[[ RECORDS FOR PROCESSING, beginning ]]

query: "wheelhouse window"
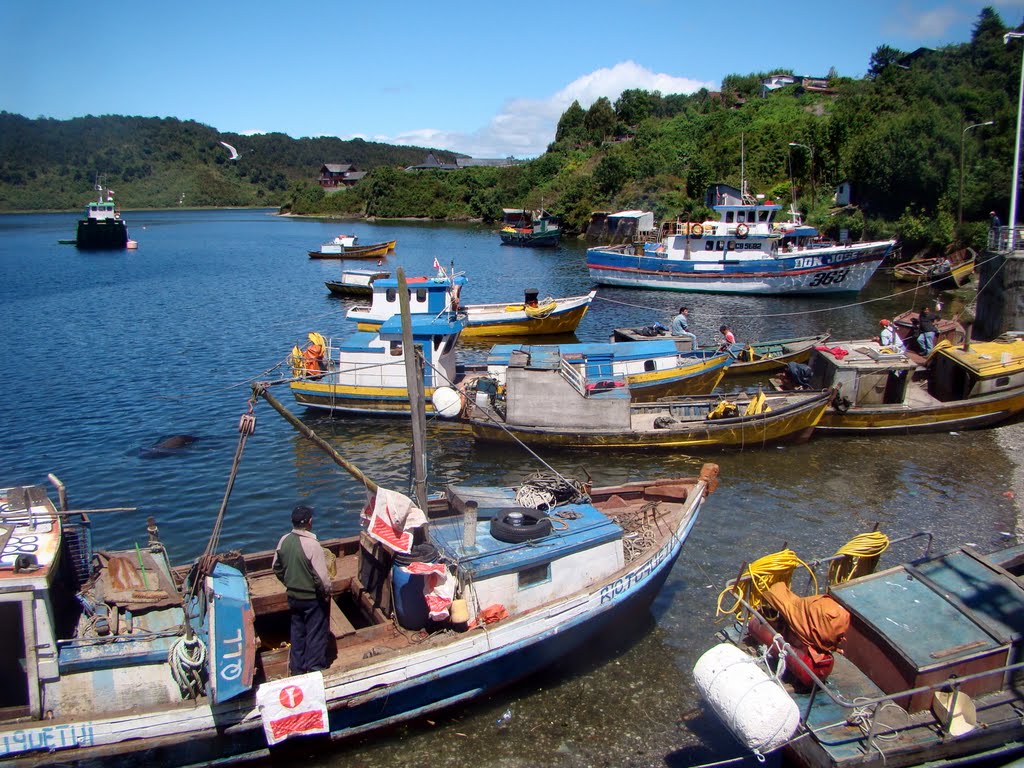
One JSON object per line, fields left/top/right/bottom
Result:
{"left": 643, "top": 359, "right": 657, "bottom": 372}
{"left": 415, "top": 288, "right": 427, "bottom": 302}
{"left": 725, "top": 211, "right": 735, "bottom": 223}
{"left": 518, "top": 563, "right": 550, "bottom": 589}
{"left": 385, "top": 288, "right": 397, "bottom": 303}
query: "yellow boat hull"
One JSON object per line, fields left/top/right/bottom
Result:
{"left": 815, "top": 387, "right": 1024, "bottom": 433}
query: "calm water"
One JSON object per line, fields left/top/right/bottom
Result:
{"left": 0, "top": 209, "right": 1017, "bottom": 767}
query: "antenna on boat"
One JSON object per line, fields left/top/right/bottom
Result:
{"left": 397, "top": 268, "right": 429, "bottom": 512}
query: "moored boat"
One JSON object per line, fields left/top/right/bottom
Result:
{"left": 347, "top": 273, "right": 595, "bottom": 338}
{"left": 694, "top": 530, "right": 1024, "bottom": 768}
{"left": 308, "top": 239, "right": 394, "bottom": 260}
{"left": 0, "top": 413, "right": 721, "bottom": 765}
{"left": 892, "top": 247, "right": 976, "bottom": 289}
{"left": 498, "top": 208, "right": 561, "bottom": 247}
{"left": 611, "top": 330, "right": 831, "bottom": 376}
{"left": 324, "top": 268, "right": 390, "bottom": 297}
{"left": 463, "top": 372, "right": 833, "bottom": 448}
{"left": 586, "top": 188, "right": 895, "bottom": 295}
{"left": 773, "top": 336, "right": 1024, "bottom": 433}
{"left": 482, "top": 339, "right": 732, "bottom": 402}
{"left": 74, "top": 180, "right": 129, "bottom": 249}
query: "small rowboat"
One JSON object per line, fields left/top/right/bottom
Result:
{"left": 308, "top": 240, "right": 395, "bottom": 259}
{"left": 892, "top": 247, "right": 975, "bottom": 289}
{"left": 325, "top": 268, "right": 390, "bottom": 297}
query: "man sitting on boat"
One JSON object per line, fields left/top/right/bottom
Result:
{"left": 671, "top": 306, "right": 697, "bottom": 345}
{"left": 878, "top": 319, "right": 905, "bottom": 353}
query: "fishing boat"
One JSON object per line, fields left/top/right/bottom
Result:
{"left": 0, "top": 269, "right": 722, "bottom": 765}
{"left": 347, "top": 273, "right": 595, "bottom": 338}
{"left": 73, "top": 180, "right": 129, "bottom": 249}
{"left": 773, "top": 336, "right": 1024, "bottom": 434}
{"left": 694, "top": 530, "right": 1024, "bottom": 767}
{"left": 462, "top": 370, "right": 833, "bottom": 447}
{"left": 498, "top": 208, "right": 561, "bottom": 247}
{"left": 892, "top": 247, "right": 975, "bottom": 289}
{"left": 289, "top": 309, "right": 463, "bottom": 416}
{"left": 585, "top": 189, "right": 895, "bottom": 295}
{"left": 610, "top": 330, "right": 831, "bottom": 377}
{"left": 308, "top": 240, "right": 395, "bottom": 260}
{"left": 324, "top": 268, "right": 390, "bottom": 297}
{"left": 482, "top": 339, "right": 733, "bottom": 402}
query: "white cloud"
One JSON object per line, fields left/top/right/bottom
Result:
{"left": 240, "top": 129, "right": 267, "bottom": 136}
{"left": 345, "top": 61, "right": 714, "bottom": 158}
{"left": 883, "top": 4, "right": 964, "bottom": 40}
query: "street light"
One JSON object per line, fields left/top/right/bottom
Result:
{"left": 1005, "top": 32, "right": 1024, "bottom": 249}
{"left": 788, "top": 142, "right": 815, "bottom": 207}
{"left": 958, "top": 120, "right": 994, "bottom": 225}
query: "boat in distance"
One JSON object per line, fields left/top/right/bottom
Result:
{"left": 464, "top": 374, "right": 833, "bottom": 448}
{"left": 772, "top": 335, "right": 1024, "bottom": 434}
{"left": 694, "top": 530, "right": 1024, "bottom": 768}
{"left": 586, "top": 190, "right": 895, "bottom": 295}
{"left": 498, "top": 208, "right": 561, "bottom": 247}
{"left": 73, "top": 180, "right": 129, "bottom": 250}
{"left": 892, "top": 247, "right": 975, "bottom": 290}
{"left": 0, "top": 451, "right": 720, "bottom": 764}
{"left": 610, "top": 330, "right": 830, "bottom": 377}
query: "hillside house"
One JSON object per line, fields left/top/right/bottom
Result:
{"left": 405, "top": 153, "right": 459, "bottom": 171}
{"left": 318, "top": 164, "right": 365, "bottom": 189}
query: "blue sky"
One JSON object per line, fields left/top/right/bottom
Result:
{"left": 3, "top": 0, "right": 1022, "bottom": 158}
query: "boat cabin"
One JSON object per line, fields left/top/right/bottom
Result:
{"left": 347, "top": 275, "right": 466, "bottom": 329}
{"left": 85, "top": 199, "right": 120, "bottom": 222}
{"left": 804, "top": 343, "right": 918, "bottom": 408}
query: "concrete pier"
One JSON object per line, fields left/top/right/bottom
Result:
{"left": 974, "top": 226, "right": 1024, "bottom": 339}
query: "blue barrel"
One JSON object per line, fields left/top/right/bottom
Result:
{"left": 392, "top": 543, "right": 439, "bottom": 630}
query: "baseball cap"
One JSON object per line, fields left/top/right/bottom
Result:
{"left": 292, "top": 505, "right": 314, "bottom": 526}
{"left": 879, "top": 319, "right": 889, "bottom": 326}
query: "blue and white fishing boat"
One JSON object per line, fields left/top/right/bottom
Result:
{"left": 73, "top": 180, "right": 129, "bottom": 250}
{"left": 0, "top": 269, "right": 721, "bottom": 764}
{"left": 289, "top": 310, "right": 464, "bottom": 416}
{"left": 586, "top": 189, "right": 896, "bottom": 295}
{"left": 484, "top": 338, "right": 733, "bottom": 401}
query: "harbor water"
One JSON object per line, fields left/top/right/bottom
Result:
{"left": 0, "top": 209, "right": 1018, "bottom": 767}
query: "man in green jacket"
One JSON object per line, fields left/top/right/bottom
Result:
{"left": 272, "top": 505, "right": 332, "bottom": 675}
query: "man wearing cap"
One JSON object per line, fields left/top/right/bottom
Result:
{"left": 878, "top": 319, "right": 904, "bottom": 352}
{"left": 273, "top": 505, "right": 332, "bottom": 675}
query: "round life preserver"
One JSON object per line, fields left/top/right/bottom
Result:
{"left": 736, "top": 223, "right": 749, "bottom": 239}
{"left": 689, "top": 223, "right": 704, "bottom": 238}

[[ RECORDS FOR PROCESSING, end ]]

# [EXERCISE INSTRUCTIONS]
The answer must be an exact copy of every record above, minus the pictures.

# [SOLUTION FOR THIS PROBLEM]
query: "wheelhouse window"
One JSON object per line, fields left/top/right/bottom
Result:
{"left": 643, "top": 359, "right": 657, "bottom": 372}
{"left": 415, "top": 288, "right": 427, "bottom": 302}
{"left": 725, "top": 211, "right": 735, "bottom": 223}
{"left": 518, "top": 563, "right": 550, "bottom": 589}
{"left": 385, "top": 288, "right": 397, "bottom": 303}
query: "yellow boat hull"
One JSON object per line, fields left/top/right/bottom
Result:
{"left": 815, "top": 387, "right": 1024, "bottom": 433}
query: "calm water"
One JSON object per line, fields left/top/right/bottom
Result:
{"left": 0, "top": 209, "right": 1017, "bottom": 767}
query: "antenna on boat"
One JSON object per line, fields left/top/right/bottom
Result:
{"left": 397, "top": 268, "right": 429, "bottom": 512}
query: "moored boat"
One JSON object per line, fields left/top/right/bottom
Result:
{"left": 347, "top": 273, "right": 595, "bottom": 338}
{"left": 694, "top": 530, "right": 1024, "bottom": 768}
{"left": 308, "top": 239, "right": 394, "bottom": 260}
{"left": 0, "top": 413, "right": 721, "bottom": 765}
{"left": 892, "top": 247, "right": 976, "bottom": 289}
{"left": 498, "top": 208, "right": 561, "bottom": 247}
{"left": 611, "top": 330, "right": 831, "bottom": 376}
{"left": 324, "top": 268, "right": 390, "bottom": 297}
{"left": 463, "top": 372, "right": 833, "bottom": 448}
{"left": 586, "top": 188, "right": 895, "bottom": 295}
{"left": 773, "top": 336, "right": 1024, "bottom": 433}
{"left": 482, "top": 339, "right": 732, "bottom": 402}
{"left": 74, "top": 180, "right": 129, "bottom": 249}
query: "small rowboat"
One JSON object per line, fields left/top/right/bottom
Result:
{"left": 308, "top": 240, "right": 395, "bottom": 259}
{"left": 892, "top": 247, "right": 975, "bottom": 289}
{"left": 325, "top": 268, "right": 390, "bottom": 297}
query: "man sitting on boat"
One JSON object per line, fields left/top/right/bottom
Result:
{"left": 671, "top": 306, "right": 697, "bottom": 345}
{"left": 878, "top": 319, "right": 905, "bottom": 353}
query: "fishing boat"
One JSON object per line, fields left/top/right/bottom
Result:
{"left": 0, "top": 269, "right": 722, "bottom": 765}
{"left": 347, "top": 273, "right": 595, "bottom": 338}
{"left": 73, "top": 180, "right": 129, "bottom": 249}
{"left": 773, "top": 336, "right": 1024, "bottom": 434}
{"left": 694, "top": 530, "right": 1024, "bottom": 767}
{"left": 462, "top": 370, "right": 833, "bottom": 447}
{"left": 498, "top": 208, "right": 561, "bottom": 247}
{"left": 892, "top": 247, "right": 975, "bottom": 289}
{"left": 289, "top": 309, "right": 463, "bottom": 416}
{"left": 585, "top": 189, "right": 895, "bottom": 295}
{"left": 610, "top": 330, "right": 831, "bottom": 377}
{"left": 308, "top": 240, "right": 395, "bottom": 260}
{"left": 324, "top": 268, "right": 390, "bottom": 297}
{"left": 482, "top": 339, "right": 733, "bottom": 402}
query: "white cloud"
One JSON object per line, fields left/top/right/bottom
Result:
{"left": 240, "top": 129, "right": 267, "bottom": 136}
{"left": 345, "top": 61, "right": 714, "bottom": 158}
{"left": 883, "top": 4, "right": 964, "bottom": 40}
query: "street light"
One JSON object per line, fields left/top/right/bottom
Result:
{"left": 1005, "top": 32, "right": 1024, "bottom": 249}
{"left": 788, "top": 142, "right": 815, "bottom": 207}
{"left": 958, "top": 120, "right": 994, "bottom": 225}
query: "boat in distance"
One JSON object per line, fields left/top/right/bottom
Result:
{"left": 464, "top": 374, "right": 833, "bottom": 448}
{"left": 772, "top": 335, "right": 1024, "bottom": 434}
{"left": 694, "top": 530, "right": 1024, "bottom": 768}
{"left": 586, "top": 190, "right": 895, "bottom": 295}
{"left": 498, "top": 208, "right": 561, "bottom": 247}
{"left": 73, "top": 180, "right": 129, "bottom": 250}
{"left": 892, "top": 247, "right": 975, "bottom": 290}
{"left": 0, "top": 451, "right": 720, "bottom": 764}
{"left": 610, "top": 330, "right": 830, "bottom": 377}
query: "hillside house"
One JSON object per line, fields left/top/right/bottom
Result:
{"left": 405, "top": 153, "right": 459, "bottom": 171}
{"left": 318, "top": 164, "right": 365, "bottom": 189}
query: "blue sky"
One JSON object per line, fields left/top/right/bottom
Result:
{"left": 3, "top": 0, "right": 1022, "bottom": 158}
query: "boat cabin"
One JSON object per line, fields left/top/right/bottom
Result:
{"left": 347, "top": 275, "right": 466, "bottom": 329}
{"left": 85, "top": 199, "right": 120, "bottom": 222}
{"left": 804, "top": 343, "right": 918, "bottom": 408}
query: "concrete pier"
One JSON object per line, fields left/top/right/bottom
Result:
{"left": 974, "top": 226, "right": 1024, "bottom": 339}
query: "blue barrel"
One JSON object per line, fields left/top/right/bottom
Result:
{"left": 392, "top": 543, "right": 439, "bottom": 630}
query: "baseball cap"
One JSON object per line, fields left/top/right/bottom
Result:
{"left": 292, "top": 505, "right": 314, "bottom": 526}
{"left": 879, "top": 319, "right": 889, "bottom": 326}
query: "blue and white fishing boat"
One JSON object per line, fields left/top/right/bottom
Result:
{"left": 73, "top": 180, "right": 129, "bottom": 250}
{"left": 0, "top": 269, "right": 721, "bottom": 764}
{"left": 289, "top": 310, "right": 464, "bottom": 416}
{"left": 586, "top": 189, "right": 896, "bottom": 295}
{"left": 484, "top": 338, "right": 733, "bottom": 401}
query: "harbor water"
One JSON object per line, fields left/top/right/bottom
Result:
{"left": 0, "top": 209, "right": 1018, "bottom": 767}
query: "man in green jacket"
One JSON object per line, fields left/top/right/bottom
Result:
{"left": 272, "top": 505, "right": 332, "bottom": 675}
query: "man wearing cap"
One JSON object per line, fields left/top/right/bottom
Result:
{"left": 878, "top": 319, "right": 904, "bottom": 352}
{"left": 273, "top": 505, "right": 332, "bottom": 675}
query: "round life preserver"
One JSON object per line, fields left/top/right/bottom
Result:
{"left": 736, "top": 223, "right": 749, "bottom": 239}
{"left": 689, "top": 223, "right": 704, "bottom": 238}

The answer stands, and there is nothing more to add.